## INPUT FOR THIS TASK
☆ ☆ ☆ ☆

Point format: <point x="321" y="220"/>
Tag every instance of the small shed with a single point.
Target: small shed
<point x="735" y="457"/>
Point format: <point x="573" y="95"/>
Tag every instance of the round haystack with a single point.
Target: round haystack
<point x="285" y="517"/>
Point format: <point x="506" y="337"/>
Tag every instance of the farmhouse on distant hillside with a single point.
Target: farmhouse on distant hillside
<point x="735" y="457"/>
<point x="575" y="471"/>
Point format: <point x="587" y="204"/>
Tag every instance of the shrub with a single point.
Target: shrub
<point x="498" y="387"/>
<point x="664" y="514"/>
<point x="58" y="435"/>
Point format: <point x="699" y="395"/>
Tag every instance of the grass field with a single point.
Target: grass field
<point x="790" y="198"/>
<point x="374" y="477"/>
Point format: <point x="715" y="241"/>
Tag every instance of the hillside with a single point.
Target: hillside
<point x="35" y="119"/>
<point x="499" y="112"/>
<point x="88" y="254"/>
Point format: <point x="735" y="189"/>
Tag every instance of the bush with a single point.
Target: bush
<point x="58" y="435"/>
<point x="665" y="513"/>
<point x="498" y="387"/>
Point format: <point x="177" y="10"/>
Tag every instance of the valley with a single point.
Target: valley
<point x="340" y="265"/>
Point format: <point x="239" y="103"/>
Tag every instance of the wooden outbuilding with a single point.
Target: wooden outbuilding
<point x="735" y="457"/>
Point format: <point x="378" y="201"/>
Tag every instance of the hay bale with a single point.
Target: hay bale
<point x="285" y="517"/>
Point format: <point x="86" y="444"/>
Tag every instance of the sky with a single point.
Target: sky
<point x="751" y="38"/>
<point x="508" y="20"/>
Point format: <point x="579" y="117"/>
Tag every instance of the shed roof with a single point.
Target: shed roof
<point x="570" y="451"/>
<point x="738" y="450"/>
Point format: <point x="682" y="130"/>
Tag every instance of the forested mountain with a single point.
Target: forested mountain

☆ ☆ ☆ ☆

## EXERCISE OBJECTIVE
Reproduce every record, matching each line exactly.

## FINAL RESULT
Point format: <point x="321" y="220"/>
Tag every instance of the small shed with a single point.
Target: small shed
<point x="735" y="457"/>
Point format: <point x="573" y="95"/>
Tag every instance of the round haystack with a single point.
Target: round haystack
<point x="285" y="517"/>
Point format: <point x="506" y="337"/>
Tag every instance of the farmhouse on distant hillside with a single point.
Target: farmhouse on distant hillside
<point x="735" y="457"/>
<point x="575" y="471"/>
Point format: <point x="587" y="204"/>
Tag every instance of the shrub with a single point.
Target: shrub
<point x="498" y="387"/>
<point x="664" y="514"/>
<point x="58" y="435"/>
Point format: <point x="699" y="395"/>
Tag every instance of the grass field with a single point.
Target: grass field
<point x="790" y="198"/>
<point x="374" y="477"/>
Point format: <point x="715" y="241"/>
Tag every instance of the hillside with a single point.
Target: hillside
<point x="35" y="119"/>
<point x="499" y="112"/>
<point x="88" y="254"/>
Point format: <point x="735" y="189"/>
Tag every instance of the bush with a single point.
Target: bush
<point x="58" y="435"/>
<point x="665" y="513"/>
<point x="498" y="387"/>
Point format: <point x="177" y="10"/>
Tag every instance of the valley with a single point.
Target: valley
<point x="340" y="265"/>
Point format: <point x="239" y="103"/>
Tag every instance of the wooden outbuilding with a single point.
Target: wooden outbuilding
<point x="735" y="457"/>
Point format: <point x="378" y="201"/>
Tag every instance of the hay bale with a single point.
Target: hay bale
<point x="285" y="517"/>
Point format: <point x="86" y="444"/>
Tag every instance of the sky with a single point.
Target: sky
<point x="751" y="38"/>
<point x="508" y="20"/>
Point format: <point x="579" y="117"/>
Tag every instance of the shed roof with a single point.
Target: shed roof
<point x="570" y="451"/>
<point x="738" y="450"/>
Point format: <point x="682" y="130"/>
Tag every instance of the forested mountain with a single point.
Target: forested mountain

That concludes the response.